DATA =
════════════════════

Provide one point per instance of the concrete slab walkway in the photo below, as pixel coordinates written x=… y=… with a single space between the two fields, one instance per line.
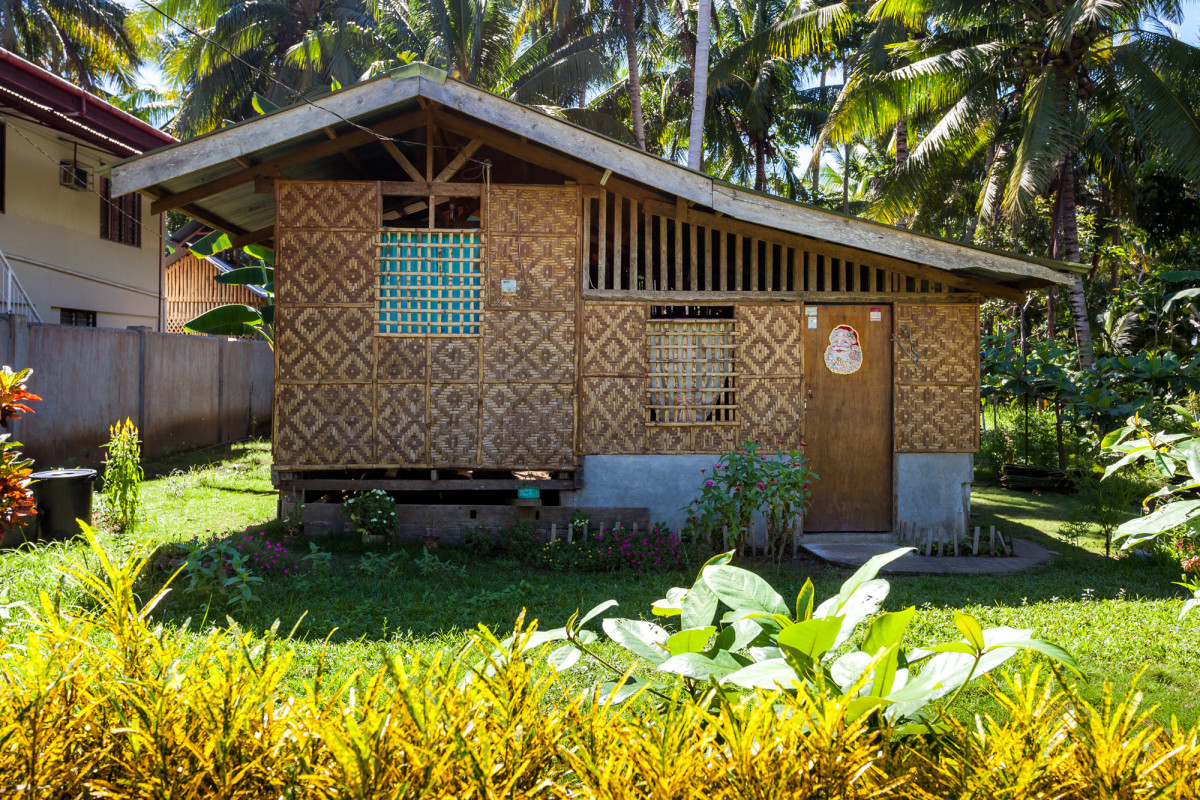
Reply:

════════════════════

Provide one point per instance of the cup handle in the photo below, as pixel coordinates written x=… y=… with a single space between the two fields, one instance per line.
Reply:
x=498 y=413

════════════════════

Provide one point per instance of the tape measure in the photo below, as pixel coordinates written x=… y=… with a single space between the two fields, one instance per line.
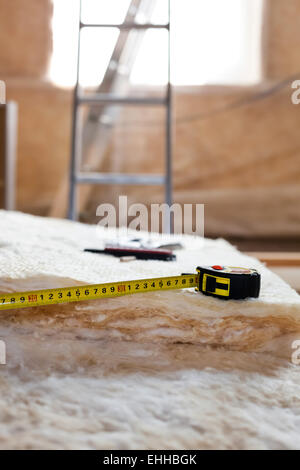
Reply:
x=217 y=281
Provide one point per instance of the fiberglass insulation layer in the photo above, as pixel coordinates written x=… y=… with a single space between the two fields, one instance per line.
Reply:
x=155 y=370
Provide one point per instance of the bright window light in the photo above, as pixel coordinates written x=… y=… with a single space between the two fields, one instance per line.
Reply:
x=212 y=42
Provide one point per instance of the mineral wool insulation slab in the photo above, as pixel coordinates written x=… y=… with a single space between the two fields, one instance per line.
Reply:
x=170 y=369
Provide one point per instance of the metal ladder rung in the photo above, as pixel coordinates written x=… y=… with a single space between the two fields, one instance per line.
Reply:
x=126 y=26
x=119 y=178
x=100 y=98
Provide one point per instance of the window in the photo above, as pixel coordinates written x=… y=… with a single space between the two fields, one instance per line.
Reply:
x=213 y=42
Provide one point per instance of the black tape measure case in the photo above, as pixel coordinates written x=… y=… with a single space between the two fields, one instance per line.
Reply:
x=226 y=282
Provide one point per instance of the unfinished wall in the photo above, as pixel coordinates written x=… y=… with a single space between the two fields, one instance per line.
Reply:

════════════════════

TASK GOAL = Tell how many lines of the data above contain the word "insulation", giving the number by itself.

TASK RESPONSE = 2